■ Task: Retype, word for word, every line of the records below starting at the one that contains "find pianist's gray hair" and ending at the one that contains "find black headscarf"; include both of those lines and nothing more.
[Opening Dataset section]
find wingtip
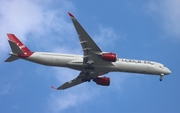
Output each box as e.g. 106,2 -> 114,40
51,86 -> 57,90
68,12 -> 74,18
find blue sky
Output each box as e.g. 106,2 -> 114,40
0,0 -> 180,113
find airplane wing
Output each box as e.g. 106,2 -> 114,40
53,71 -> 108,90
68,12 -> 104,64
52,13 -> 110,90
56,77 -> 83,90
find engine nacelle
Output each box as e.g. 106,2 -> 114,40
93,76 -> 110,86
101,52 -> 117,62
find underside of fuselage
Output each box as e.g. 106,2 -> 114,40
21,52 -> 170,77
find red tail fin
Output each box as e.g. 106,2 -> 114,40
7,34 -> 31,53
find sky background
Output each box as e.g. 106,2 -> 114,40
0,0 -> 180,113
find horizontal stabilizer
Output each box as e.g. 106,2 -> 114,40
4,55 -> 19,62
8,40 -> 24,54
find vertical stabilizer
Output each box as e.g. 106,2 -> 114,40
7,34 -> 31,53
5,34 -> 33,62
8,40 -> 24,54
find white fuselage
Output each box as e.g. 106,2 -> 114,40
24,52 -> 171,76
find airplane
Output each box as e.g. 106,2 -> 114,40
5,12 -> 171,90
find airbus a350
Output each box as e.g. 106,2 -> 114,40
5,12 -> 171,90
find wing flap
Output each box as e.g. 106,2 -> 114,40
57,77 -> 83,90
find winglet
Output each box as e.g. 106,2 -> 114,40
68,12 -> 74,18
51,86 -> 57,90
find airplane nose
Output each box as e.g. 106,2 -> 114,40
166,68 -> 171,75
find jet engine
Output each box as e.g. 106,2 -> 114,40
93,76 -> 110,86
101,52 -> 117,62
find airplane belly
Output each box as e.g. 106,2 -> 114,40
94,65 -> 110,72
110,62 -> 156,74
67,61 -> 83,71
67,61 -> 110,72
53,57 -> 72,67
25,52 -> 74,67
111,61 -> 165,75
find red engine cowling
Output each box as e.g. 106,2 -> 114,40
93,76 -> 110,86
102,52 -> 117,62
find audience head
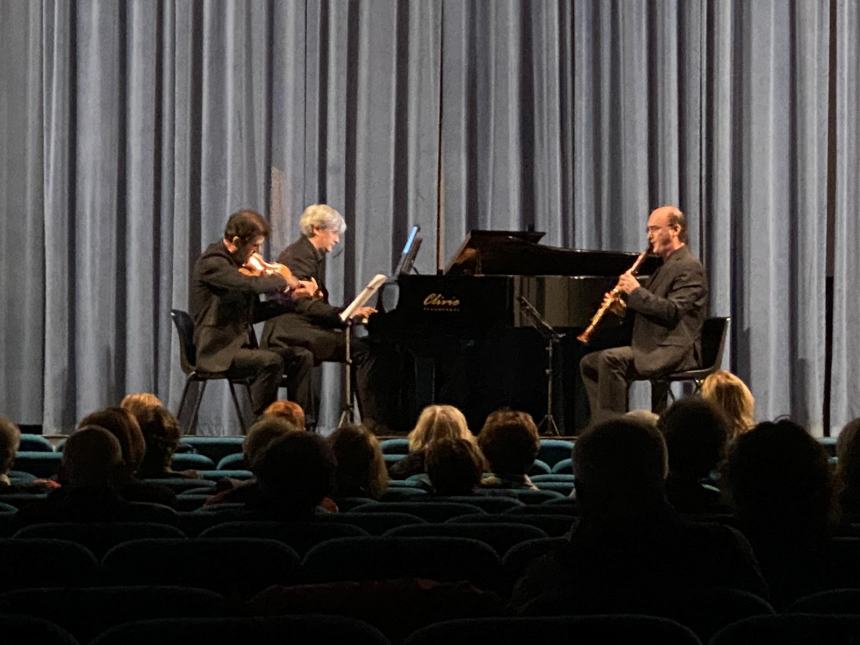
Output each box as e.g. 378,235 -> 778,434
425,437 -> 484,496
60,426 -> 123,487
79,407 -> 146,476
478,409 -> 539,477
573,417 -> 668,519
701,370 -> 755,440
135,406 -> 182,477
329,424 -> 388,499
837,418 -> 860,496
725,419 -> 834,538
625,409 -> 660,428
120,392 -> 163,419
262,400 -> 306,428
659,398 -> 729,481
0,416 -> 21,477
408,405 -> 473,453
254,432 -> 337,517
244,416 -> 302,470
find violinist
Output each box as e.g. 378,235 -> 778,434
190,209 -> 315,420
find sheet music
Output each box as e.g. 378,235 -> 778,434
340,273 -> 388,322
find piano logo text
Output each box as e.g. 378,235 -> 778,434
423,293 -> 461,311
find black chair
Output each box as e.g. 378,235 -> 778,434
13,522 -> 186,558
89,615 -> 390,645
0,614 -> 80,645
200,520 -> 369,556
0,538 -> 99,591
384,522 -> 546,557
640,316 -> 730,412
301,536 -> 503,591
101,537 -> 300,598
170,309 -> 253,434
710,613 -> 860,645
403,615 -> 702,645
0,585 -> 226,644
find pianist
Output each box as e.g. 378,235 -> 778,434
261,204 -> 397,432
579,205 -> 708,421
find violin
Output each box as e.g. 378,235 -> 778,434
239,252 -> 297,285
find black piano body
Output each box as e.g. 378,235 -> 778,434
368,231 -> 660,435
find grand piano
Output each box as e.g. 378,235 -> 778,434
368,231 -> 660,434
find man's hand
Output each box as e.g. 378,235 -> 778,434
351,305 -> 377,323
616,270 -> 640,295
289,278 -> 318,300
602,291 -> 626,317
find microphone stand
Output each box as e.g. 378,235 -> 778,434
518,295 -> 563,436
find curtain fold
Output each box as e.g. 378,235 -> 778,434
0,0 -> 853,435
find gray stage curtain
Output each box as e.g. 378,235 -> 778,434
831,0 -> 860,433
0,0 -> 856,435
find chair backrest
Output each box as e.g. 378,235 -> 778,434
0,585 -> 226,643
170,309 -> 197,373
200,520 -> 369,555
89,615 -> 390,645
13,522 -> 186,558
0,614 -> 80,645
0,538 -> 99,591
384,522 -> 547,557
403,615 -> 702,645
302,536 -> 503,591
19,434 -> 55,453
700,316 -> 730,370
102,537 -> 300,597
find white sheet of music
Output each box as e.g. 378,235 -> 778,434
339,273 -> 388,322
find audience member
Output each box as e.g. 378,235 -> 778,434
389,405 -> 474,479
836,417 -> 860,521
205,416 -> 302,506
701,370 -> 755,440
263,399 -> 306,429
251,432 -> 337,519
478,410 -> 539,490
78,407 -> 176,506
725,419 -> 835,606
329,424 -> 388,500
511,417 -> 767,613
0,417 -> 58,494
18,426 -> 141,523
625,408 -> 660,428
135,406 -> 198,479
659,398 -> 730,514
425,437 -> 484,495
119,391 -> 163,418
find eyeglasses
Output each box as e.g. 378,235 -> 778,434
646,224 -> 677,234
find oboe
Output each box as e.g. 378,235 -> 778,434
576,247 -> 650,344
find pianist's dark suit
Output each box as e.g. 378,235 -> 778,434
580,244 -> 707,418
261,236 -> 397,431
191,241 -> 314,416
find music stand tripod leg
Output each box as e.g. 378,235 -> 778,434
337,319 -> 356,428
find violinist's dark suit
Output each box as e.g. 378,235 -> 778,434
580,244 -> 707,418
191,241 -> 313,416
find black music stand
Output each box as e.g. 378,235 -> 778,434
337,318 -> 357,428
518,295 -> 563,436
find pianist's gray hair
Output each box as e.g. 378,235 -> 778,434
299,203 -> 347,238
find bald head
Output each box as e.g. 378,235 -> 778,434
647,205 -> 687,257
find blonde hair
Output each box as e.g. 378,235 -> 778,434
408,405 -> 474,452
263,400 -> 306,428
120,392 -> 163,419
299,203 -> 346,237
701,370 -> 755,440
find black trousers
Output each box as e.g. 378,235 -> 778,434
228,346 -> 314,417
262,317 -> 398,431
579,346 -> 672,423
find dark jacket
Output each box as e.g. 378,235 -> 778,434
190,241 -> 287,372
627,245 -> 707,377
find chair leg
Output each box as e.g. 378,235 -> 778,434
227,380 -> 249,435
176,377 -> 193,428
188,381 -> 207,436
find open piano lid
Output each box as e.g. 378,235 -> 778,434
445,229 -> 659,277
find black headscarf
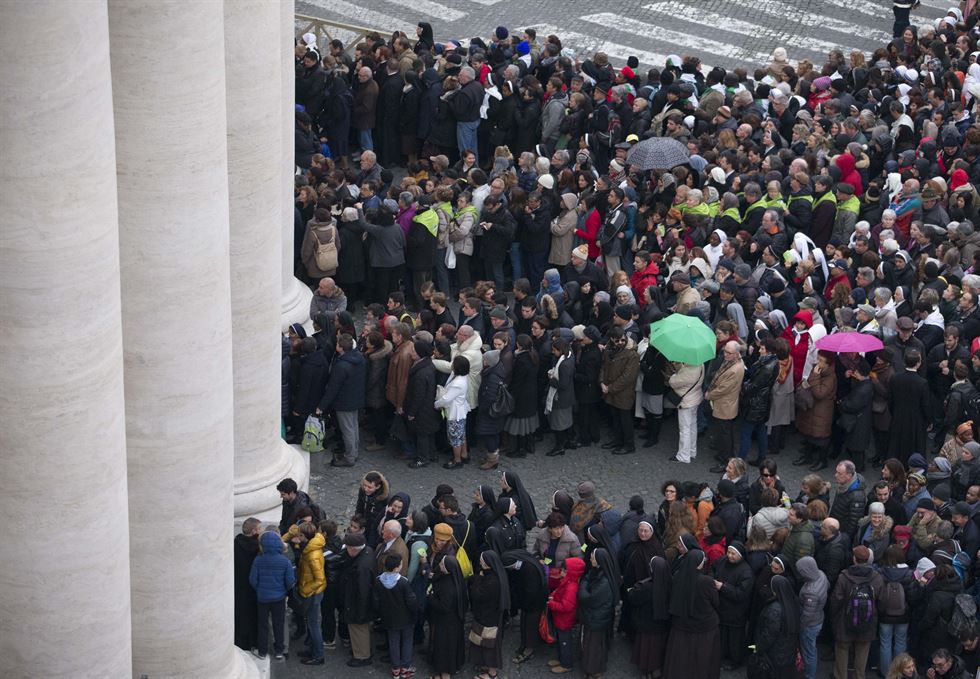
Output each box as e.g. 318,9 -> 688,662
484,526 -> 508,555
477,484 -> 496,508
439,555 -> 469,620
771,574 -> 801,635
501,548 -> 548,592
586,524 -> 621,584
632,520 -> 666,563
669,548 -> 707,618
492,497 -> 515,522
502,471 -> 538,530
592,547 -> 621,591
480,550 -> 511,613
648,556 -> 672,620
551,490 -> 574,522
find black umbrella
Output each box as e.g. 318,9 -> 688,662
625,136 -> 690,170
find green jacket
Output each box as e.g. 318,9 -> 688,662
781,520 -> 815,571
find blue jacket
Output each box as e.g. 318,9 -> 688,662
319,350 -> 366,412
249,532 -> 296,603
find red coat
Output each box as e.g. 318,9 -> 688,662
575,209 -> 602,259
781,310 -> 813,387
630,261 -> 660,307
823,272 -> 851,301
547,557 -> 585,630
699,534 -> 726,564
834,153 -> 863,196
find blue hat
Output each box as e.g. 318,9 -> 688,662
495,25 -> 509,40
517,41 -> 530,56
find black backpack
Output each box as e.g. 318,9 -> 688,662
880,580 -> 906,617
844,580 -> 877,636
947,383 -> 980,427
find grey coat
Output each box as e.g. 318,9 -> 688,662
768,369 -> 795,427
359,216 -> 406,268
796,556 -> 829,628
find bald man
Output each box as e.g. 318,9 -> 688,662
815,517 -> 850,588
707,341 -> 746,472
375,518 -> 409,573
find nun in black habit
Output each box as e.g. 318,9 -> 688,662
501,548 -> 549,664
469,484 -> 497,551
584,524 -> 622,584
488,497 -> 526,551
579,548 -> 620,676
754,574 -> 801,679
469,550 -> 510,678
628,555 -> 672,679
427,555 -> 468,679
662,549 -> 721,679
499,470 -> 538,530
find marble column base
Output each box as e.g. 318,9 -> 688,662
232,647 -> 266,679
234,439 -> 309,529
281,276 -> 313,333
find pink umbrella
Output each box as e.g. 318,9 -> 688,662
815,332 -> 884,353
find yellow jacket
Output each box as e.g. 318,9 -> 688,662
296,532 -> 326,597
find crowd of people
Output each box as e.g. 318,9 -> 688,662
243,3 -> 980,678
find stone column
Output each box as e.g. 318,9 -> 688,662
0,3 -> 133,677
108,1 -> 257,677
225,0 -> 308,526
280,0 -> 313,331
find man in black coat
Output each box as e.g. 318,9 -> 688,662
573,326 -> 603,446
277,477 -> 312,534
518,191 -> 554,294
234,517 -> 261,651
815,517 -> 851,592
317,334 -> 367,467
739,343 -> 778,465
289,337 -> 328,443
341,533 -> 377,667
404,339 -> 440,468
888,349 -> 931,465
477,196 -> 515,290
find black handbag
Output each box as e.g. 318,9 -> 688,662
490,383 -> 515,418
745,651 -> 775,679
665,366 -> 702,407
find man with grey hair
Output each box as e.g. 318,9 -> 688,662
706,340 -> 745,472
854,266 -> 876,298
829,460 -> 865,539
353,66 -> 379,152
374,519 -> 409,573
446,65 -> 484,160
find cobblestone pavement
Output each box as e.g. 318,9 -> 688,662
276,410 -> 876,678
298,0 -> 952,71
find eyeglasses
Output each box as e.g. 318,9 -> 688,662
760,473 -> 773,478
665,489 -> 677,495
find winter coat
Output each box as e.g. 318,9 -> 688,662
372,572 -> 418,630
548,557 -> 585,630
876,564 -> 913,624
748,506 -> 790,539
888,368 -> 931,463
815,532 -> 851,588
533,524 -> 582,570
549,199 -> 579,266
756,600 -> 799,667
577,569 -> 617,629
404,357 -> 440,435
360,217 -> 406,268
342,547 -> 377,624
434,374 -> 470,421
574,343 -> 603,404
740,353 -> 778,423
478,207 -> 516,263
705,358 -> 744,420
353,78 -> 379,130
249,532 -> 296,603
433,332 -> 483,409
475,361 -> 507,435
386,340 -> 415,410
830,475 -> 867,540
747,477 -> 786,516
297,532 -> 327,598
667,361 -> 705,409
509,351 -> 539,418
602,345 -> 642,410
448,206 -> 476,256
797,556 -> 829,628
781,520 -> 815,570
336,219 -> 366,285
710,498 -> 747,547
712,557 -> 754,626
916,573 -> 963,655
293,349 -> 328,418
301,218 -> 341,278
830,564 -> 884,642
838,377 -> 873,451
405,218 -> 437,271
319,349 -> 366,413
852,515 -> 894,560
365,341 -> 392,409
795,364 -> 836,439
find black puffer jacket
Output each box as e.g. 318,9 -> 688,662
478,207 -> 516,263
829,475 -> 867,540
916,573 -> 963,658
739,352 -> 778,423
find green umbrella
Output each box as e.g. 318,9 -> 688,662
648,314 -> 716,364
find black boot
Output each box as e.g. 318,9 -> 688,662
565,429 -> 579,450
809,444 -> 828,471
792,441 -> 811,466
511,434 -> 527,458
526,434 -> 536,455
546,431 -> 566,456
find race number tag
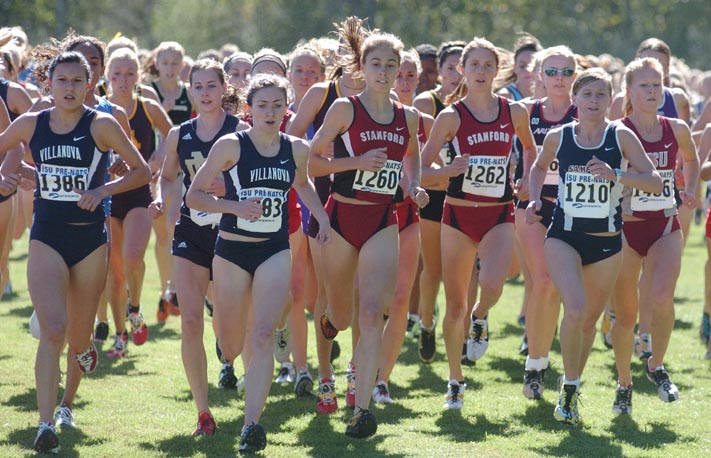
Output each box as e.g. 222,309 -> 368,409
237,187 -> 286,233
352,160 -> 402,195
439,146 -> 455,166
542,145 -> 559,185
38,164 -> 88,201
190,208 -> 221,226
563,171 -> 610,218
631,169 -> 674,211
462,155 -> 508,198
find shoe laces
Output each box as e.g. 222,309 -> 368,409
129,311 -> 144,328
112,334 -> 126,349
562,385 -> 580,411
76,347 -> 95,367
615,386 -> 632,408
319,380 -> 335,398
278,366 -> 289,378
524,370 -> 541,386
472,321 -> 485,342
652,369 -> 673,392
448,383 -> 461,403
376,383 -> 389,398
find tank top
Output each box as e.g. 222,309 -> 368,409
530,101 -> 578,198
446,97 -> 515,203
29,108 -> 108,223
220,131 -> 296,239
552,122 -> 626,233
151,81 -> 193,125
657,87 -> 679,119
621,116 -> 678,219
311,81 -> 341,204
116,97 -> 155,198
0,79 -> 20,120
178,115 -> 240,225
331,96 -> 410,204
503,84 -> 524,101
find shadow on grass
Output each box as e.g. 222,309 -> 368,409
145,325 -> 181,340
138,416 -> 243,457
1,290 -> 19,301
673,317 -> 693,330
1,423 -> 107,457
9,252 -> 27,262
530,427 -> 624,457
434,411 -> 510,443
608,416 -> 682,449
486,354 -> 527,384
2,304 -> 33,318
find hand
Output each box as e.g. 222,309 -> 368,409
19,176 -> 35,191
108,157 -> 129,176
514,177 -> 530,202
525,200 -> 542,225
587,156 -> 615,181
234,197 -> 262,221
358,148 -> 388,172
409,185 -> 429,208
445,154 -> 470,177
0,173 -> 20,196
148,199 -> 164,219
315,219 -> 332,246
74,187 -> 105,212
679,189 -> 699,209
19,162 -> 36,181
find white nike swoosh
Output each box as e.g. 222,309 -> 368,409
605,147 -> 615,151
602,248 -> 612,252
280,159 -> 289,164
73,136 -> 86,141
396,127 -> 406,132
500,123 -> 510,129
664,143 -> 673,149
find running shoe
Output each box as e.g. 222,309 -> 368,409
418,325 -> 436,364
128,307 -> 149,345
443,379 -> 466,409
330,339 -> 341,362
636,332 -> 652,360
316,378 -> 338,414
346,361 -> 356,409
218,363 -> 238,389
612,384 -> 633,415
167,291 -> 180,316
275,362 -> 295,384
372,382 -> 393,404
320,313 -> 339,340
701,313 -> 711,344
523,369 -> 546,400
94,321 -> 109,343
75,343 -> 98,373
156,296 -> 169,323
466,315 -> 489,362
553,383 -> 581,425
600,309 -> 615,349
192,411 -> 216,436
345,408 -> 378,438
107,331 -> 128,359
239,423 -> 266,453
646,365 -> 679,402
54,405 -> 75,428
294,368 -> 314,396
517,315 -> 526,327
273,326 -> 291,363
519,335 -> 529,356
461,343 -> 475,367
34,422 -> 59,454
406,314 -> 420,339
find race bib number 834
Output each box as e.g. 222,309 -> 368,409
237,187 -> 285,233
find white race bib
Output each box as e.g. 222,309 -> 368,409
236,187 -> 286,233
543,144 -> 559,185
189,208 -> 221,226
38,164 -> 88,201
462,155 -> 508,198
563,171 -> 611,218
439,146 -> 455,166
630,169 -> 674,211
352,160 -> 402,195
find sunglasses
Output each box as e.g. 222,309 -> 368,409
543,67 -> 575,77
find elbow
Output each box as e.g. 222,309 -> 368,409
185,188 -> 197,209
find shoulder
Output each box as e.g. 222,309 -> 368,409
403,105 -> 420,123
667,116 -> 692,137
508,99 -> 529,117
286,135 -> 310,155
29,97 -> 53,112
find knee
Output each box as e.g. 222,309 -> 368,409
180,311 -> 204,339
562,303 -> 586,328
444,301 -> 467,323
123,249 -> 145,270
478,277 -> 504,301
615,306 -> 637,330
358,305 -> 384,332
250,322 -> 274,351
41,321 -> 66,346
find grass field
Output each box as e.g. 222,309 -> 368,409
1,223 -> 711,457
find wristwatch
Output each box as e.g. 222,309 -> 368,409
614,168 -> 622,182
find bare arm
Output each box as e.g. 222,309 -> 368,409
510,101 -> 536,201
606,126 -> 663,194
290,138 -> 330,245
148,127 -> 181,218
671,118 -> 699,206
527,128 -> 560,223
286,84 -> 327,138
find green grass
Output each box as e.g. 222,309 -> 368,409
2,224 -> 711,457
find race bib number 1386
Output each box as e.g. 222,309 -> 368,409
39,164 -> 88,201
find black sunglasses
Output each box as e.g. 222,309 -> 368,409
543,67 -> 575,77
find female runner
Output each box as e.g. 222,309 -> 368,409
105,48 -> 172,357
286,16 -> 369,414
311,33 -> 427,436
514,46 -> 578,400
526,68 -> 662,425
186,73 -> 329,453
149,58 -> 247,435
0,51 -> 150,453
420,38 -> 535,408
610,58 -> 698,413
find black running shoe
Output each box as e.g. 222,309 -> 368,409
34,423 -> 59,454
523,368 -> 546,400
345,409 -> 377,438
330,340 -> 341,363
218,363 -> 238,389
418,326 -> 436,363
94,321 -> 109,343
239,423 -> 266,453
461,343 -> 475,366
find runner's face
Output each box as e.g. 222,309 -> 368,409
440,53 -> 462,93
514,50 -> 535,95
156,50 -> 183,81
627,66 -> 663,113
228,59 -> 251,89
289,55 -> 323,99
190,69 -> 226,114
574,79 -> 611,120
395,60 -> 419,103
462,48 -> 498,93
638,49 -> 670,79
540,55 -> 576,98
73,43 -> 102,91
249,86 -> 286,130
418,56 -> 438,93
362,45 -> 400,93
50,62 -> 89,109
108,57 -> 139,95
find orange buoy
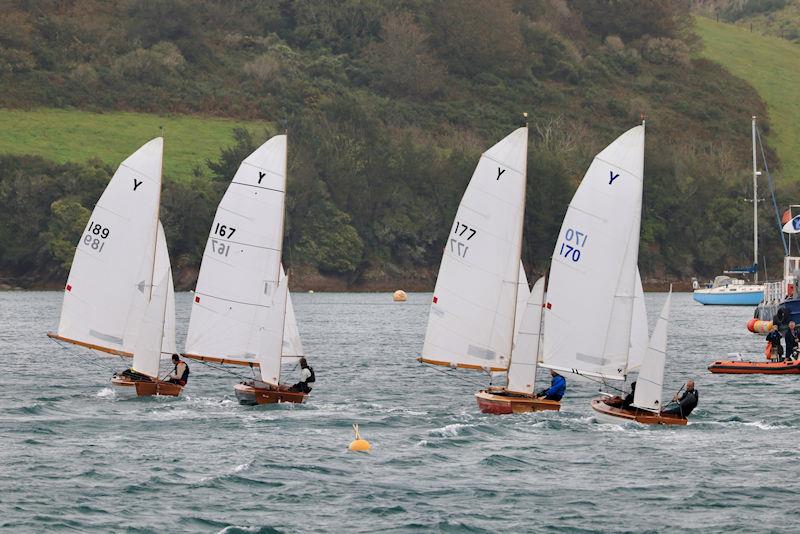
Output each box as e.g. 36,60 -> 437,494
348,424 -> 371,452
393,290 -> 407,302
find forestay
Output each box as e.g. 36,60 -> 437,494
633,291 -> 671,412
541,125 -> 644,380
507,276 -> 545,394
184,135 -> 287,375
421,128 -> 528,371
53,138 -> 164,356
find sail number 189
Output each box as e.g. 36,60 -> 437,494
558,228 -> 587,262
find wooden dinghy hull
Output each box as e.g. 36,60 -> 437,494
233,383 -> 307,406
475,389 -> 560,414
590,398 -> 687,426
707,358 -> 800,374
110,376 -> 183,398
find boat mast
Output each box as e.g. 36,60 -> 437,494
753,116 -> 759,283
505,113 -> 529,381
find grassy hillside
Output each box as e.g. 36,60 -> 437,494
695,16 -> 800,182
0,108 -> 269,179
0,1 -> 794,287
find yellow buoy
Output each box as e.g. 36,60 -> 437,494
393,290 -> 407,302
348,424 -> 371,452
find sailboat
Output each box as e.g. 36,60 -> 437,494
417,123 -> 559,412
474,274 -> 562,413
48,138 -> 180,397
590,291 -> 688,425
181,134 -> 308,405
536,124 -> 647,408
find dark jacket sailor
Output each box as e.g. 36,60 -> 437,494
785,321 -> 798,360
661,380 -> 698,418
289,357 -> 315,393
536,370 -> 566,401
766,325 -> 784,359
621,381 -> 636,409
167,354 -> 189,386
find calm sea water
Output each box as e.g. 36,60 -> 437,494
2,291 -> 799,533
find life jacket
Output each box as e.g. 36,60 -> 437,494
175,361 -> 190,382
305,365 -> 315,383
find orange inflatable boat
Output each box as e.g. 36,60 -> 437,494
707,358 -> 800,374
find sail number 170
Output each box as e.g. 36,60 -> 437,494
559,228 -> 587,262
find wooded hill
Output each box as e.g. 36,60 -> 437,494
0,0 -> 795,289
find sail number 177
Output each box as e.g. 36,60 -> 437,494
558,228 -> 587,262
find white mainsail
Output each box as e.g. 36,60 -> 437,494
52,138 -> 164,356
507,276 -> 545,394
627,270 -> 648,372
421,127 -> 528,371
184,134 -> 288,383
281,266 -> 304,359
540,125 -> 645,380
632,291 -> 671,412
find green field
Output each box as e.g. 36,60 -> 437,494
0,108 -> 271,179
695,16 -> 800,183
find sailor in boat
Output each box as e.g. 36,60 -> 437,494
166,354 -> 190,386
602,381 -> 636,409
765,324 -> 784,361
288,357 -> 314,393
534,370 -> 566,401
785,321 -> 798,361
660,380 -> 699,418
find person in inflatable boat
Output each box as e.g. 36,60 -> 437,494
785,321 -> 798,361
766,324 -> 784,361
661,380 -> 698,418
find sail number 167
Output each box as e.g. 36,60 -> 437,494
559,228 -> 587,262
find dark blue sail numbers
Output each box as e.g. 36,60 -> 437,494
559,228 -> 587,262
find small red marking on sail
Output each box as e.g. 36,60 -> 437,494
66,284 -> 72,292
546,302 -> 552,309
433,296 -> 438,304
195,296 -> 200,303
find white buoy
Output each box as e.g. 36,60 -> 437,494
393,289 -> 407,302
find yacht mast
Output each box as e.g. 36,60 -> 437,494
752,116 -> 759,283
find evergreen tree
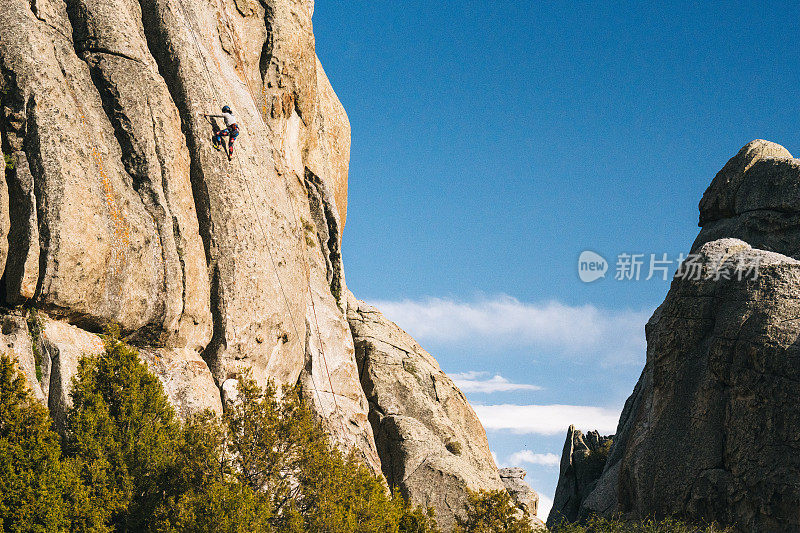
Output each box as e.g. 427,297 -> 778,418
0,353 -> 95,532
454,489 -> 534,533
[Closing Dataset section]
■ Result below:
find pianist's gray hair
Output each box as e.g. 378,235 -> 778,434
299,203 -> 347,238
find bald head
Output each box as e.g. 378,235 -> 778,434
647,205 -> 687,257
find blonde hair
Output each box as e.g. 378,235 -> 778,434
408,405 -> 474,452
263,400 -> 306,428
120,392 -> 163,419
299,203 -> 346,237
701,370 -> 755,440
find black trousers
Output each box as e.g. 378,235 -> 778,434
228,346 -> 314,417
262,317 -> 398,431
579,346 -> 672,423
find dark jacket
Output each box as e.g. 378,235 -> 778,434
190,241 -> 287,372
627,245 -> 707,377
find chair leg
Output each box as e.g. 378,235 -> 778,434
227,380 -> 249,435
176,377 -> 193,428
188,381 -> 207,436
find open piano lid
Output each box as e.g. 378,235 -> 778,434
445,229 -> 659,277
find black headscarf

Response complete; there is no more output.